- [PROBLEM STATEMENT] Copy every line of text from the entries below word for word, omitting the pictures.

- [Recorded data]
-------------------------

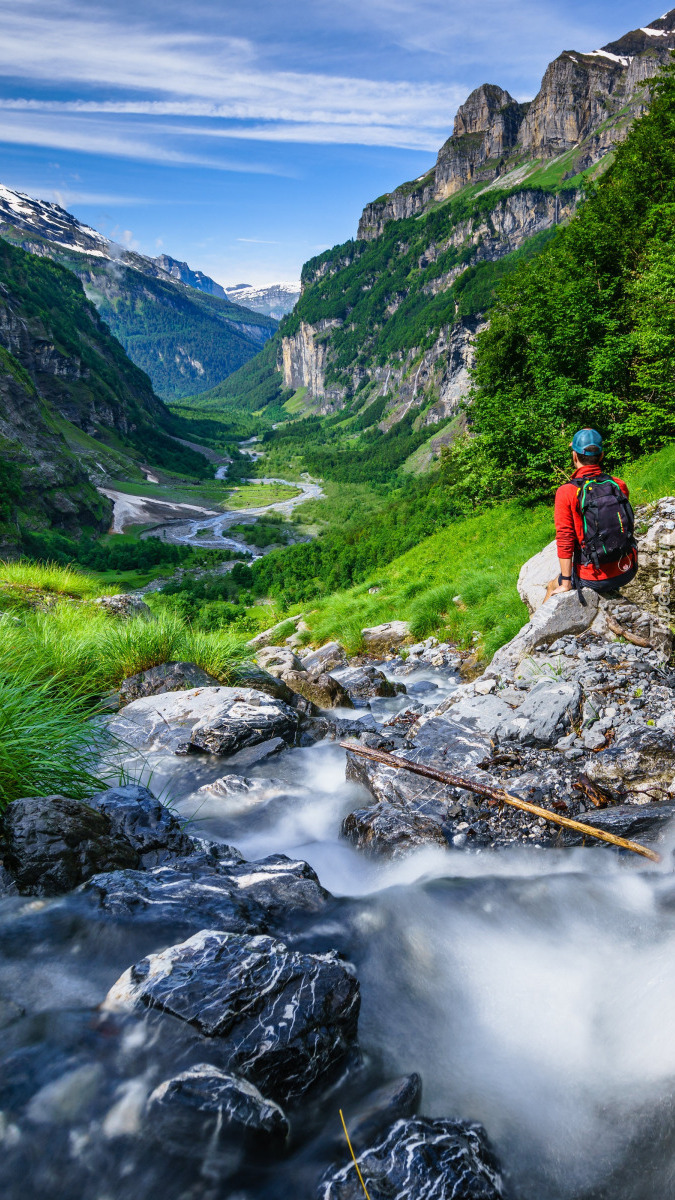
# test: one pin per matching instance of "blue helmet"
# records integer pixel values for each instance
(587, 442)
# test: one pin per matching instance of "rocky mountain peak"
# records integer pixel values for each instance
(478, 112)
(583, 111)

-------------------------

- [EXERCISE ANSWER]
# test: one pin per matching instance of "blue helmet"
# records integer pixel values for each instance
(587, 442)
# test: one pin per matching instance of "rocky mountain peak"
# records integer pixel values for each instance
(478, 112)
(583, 111)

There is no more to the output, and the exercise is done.